Set out the lines below as a numbered list, skipping any blank lines and leaving out the pictures.
═══ Extracted entries ═══
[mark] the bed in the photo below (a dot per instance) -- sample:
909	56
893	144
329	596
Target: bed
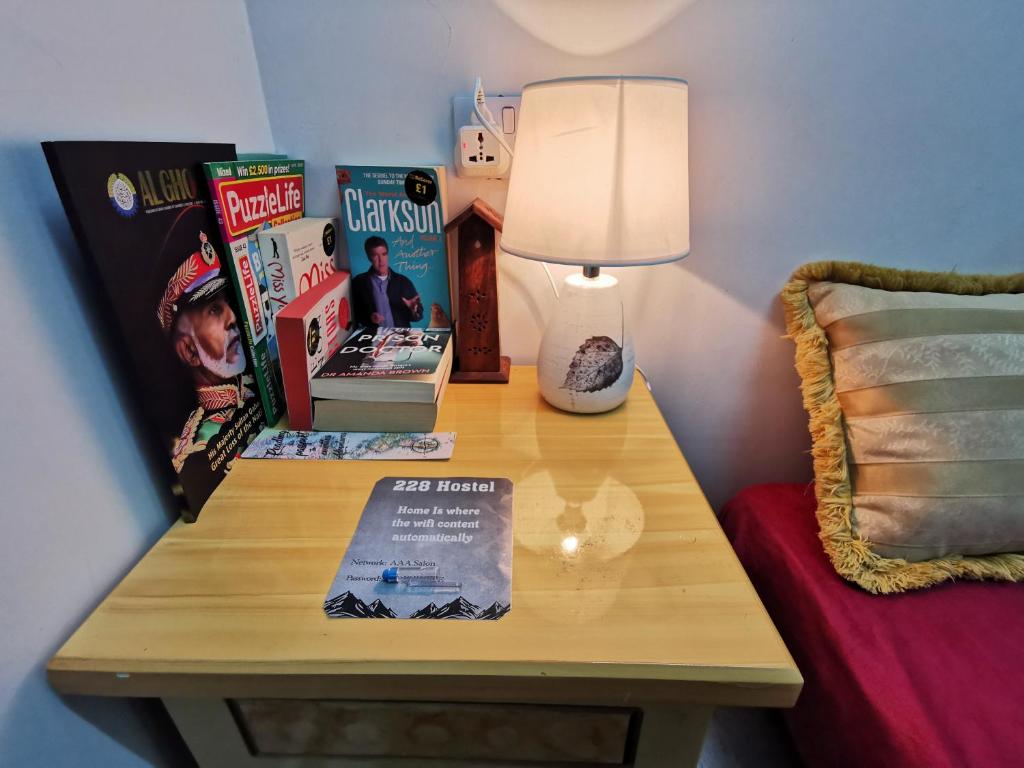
═══
**Answer below:**
1. [mark] the bed in the photo below (a dot per instance) -- sample:
2. 909	56
3. 893	144
4. 329	596
5. Target: bed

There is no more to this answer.